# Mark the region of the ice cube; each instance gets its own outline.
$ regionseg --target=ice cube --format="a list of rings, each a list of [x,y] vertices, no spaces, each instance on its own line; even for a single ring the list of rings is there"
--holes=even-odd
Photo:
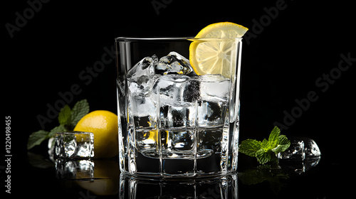
[[[198,103],[199,126],[216,127],[225,122],[228,110],[230,82],[220,75],[197,77],[200,82]]]
[[[316,144],[314,140],[311,139],[304,139],[304,151],[305,152],[305,156],[307,158],[318,157],[321,156],[319,146],[318,146],[318,144]]]
[[[167,75],[154,86],[159,92],[161,125],[164,128],[194,127],[199,97],[197,82],[183,75]]]
[[[184,90],[188,89],[190,77],[182,75],[167,75],[155,82],[153,90],[159,92],[162,104],[182,104],[184,102]]]
[[[94,156],[94,135],[91,132],[60,132],[56,134],[55,139],[55,158],[90,158]]]
[[[150,128],[156,126],[157,102],[156,95],[147,97],[131,95],[129,97],[129,115],[135,128]]]
[[[84,179],[94,177],[94,162],[92,160],[56,159],[58,178]]]
[[[150,93],[155,82],[155,67],[157,56],[146,57],[127,72],[128,87],[132,95],[145,95]]]
[[[289,148],[278,154],[279,159],[295,159],[304,161],[305,153],[304,152],[304,141],[300,139],[293,139],[290,140]]]
[[[229,79],[219,75],[205,75],[198,77],[200,95],[206,101],[226,102],[230,92]]]
[[[156,72],[161,75],[167,74],[193,74],[194,70],[189,60],[176,52],[170,52],[168,55],[162,57],[155,64]]]
[[[278,158],[293,158],[303,161],[305,158],[319,157],[320,150],[315,141],[306,137],[290,139],[290,146],[283,152],[279,153]]]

▸ SET TASK:
Copy out, without alteration, the stretch of the records from their beginning through the line that contains "regionseg --target=ice cube".

▸ FINAL ANSWER:
# Mark the region of the ice cube; each instance gets its own outline.
$ regionseg --target=ice cube --format="a list of rings, each a list of [x,y] vertices, no spaces, each instance on its own line; even for a single ring the list of rings is there"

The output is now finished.